After co-starring roles in Swing Shift (1984) and Secret Admirer (1985), Ward played the title hero in the action movie Remo Williams: The Adventure Begins, which was directed by Guy Hamilton. The film was supposed to be the first of a series based on The Destroyer series of novels. Though the movie was well promoted and he appeared on several movie magazine covers, it only grossed $15 million.

Ward played in a few low-budget productions until he returned to major cinema in 1988 as a cop in Off Limits, as Roone Dimmick in Big Business, and the father of Keanu Reeves' character in The Prince of Pennsylvania.

1990s 
In 1990, Ward starred as Earl Bassett in the monster movie Tremors, as the American erotic writer Henry Miller in Henry & June (with Uma Thurman), and as cop Hoke Moseley in his self-produced Miami Blues (with Alec Baldwin and Jennifer Jason Leigh).  That year he also played an FBI agent in Dennis Hopper's film Catchfire.

After playing private detective H.P. Lovecraft in the 1991 HBO film Cast a Deadly Spell alongside Julianne Moore, Ward co-starred in the thriller Thunderheart, the Hollywood satire The Player, the mystery-drama Equinox and the TV western-comedy Four Eyes and Six Guns, for which he won a Cable ACE Award. He also did a cameo in Bob Roberts, starring Tim Robbins.

Ward's leading roles include Lt. Brann in the two-character-thriller Two Small Bodies, fisherman Stuart Kane in the Robert Altman film Short Cuts (for which the whole ensemble won a Golden Globe; both 1993), a dangerous criminal in the comedy Naked Gun : The Final Insult (1994), the sailor in the French-avant-garde-drama The Blue Villa (1995), his reprised role in Tremors II: Aftershocks and the special agent in Chain Reaction (both 1996). He also appeared as Sheriff Bud Phillips in Best Men, as Dave Reimüller in ...First Do No Harm with Meryl Streep (both 1997) and as Domenico Venier in Dangerous Beauty (1998).

Record set:
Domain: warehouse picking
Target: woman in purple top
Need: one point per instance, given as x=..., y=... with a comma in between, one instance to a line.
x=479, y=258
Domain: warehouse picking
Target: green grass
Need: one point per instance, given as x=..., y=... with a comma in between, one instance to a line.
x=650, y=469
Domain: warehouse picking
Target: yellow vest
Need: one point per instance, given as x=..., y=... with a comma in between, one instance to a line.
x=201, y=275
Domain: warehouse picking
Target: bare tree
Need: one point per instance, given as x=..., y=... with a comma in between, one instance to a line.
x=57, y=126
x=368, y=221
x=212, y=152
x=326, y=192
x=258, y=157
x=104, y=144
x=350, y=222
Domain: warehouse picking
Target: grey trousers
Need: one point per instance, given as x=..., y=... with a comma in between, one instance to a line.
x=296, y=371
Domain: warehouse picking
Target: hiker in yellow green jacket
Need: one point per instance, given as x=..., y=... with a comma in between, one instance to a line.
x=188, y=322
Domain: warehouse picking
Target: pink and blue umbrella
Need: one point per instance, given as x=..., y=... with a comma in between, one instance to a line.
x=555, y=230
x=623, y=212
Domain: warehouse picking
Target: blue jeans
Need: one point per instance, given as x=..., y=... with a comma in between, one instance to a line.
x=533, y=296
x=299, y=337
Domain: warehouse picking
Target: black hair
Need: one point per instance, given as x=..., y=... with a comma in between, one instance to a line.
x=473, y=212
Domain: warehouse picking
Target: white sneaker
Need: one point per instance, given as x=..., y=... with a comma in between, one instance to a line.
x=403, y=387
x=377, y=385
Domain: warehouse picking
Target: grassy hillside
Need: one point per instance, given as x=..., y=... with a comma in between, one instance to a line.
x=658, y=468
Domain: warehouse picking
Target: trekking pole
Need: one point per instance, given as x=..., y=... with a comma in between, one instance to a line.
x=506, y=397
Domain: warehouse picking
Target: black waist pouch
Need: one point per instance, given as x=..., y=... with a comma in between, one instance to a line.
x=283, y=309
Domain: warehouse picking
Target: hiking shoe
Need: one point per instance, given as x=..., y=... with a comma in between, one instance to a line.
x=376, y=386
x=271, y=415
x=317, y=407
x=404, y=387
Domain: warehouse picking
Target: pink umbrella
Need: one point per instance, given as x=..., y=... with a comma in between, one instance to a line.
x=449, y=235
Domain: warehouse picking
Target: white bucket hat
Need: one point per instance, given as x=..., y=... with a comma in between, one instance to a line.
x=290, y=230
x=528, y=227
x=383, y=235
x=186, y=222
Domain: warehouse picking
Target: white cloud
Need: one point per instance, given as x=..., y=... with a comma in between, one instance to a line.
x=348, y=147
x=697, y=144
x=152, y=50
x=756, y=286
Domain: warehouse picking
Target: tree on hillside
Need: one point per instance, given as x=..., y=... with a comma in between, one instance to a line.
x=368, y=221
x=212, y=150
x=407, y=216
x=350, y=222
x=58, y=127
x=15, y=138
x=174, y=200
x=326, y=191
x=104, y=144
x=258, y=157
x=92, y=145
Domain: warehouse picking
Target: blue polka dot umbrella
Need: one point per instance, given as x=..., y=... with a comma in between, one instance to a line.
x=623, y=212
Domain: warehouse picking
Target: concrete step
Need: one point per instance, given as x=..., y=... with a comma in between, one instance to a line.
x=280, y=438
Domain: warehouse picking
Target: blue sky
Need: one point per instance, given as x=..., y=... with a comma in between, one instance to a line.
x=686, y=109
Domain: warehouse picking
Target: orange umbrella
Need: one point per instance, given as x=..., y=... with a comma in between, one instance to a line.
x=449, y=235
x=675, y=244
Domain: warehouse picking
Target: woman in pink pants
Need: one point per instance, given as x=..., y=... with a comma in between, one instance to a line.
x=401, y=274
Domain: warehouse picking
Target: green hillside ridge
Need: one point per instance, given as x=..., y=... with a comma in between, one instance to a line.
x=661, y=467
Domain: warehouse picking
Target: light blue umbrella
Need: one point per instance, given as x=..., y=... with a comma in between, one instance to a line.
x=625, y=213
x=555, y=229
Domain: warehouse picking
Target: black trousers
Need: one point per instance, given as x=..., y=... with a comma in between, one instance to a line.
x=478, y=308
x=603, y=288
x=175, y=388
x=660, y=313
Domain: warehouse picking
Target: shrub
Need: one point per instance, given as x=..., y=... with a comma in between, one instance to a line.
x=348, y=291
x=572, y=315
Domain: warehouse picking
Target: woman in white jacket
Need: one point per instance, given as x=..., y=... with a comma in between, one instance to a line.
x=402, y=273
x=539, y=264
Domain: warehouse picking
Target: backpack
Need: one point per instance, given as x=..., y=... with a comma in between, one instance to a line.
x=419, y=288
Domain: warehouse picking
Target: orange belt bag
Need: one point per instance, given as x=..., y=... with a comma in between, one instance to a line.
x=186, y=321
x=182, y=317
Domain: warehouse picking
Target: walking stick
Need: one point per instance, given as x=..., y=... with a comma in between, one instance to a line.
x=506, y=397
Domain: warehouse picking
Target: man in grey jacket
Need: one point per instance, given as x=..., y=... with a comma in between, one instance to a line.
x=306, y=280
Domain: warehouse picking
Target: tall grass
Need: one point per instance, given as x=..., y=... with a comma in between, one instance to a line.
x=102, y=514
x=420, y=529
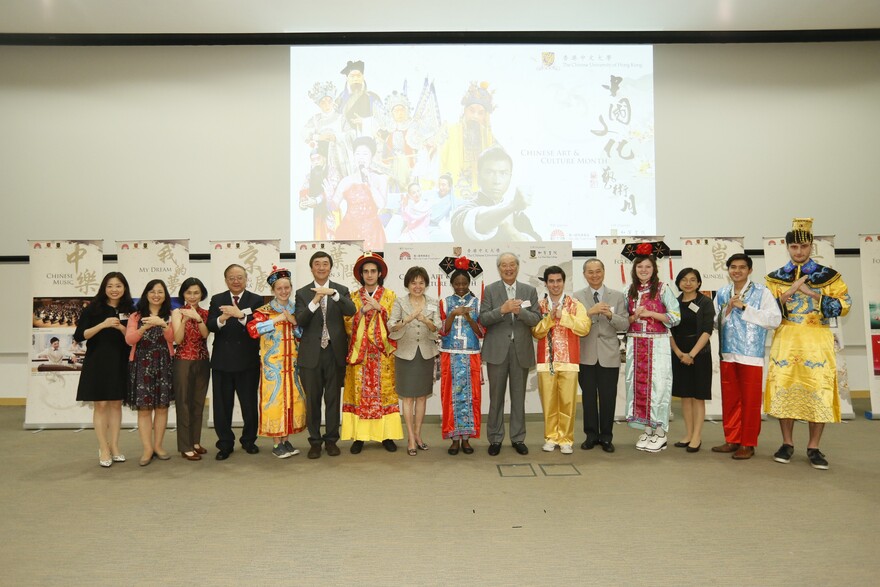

The request: Continue the passage on Ward's film career, picking up after its final sentence. The records that come after the text are separate material.

Answer below:
2000s 
Ward was seen in many motion pictures, TV shows and videos in 2000. He starred in the action-thriller The Chaos Factor and appeared in the gangster movie Circus, the teen movie Road Trip and the horror sequel The Crow: Salvation.

In 2001, Ward was nominated for a Video Premiere Award as the best male actor for the direct-to-video-production Full Disclosure. He also co-starred in Joe Dirt, Summer Catch, Wild Iris, the mini-TV-series Dice and the comedic Corky Romano.

In 2002, Ward appeared in Sweet Home Alabama, Enough and Abandon. He had the starring role in Birdseye and signed in for the TV pilot for the drama Georgetown with Helen Mirren, but the series was never made. After roles in The Last Ride, 10.5 and Coast to Coast (all 2004) he took a short break from acting and returned as a guest in the TV series Grey's Anatomy and ER (2006 and 2007). He was next in the ensemble drama Feast of Love, the thriller Exit Speed, Management with Jennifer Aniston, The Wild Stallion DVD and as the boss Ashcroft in Armored.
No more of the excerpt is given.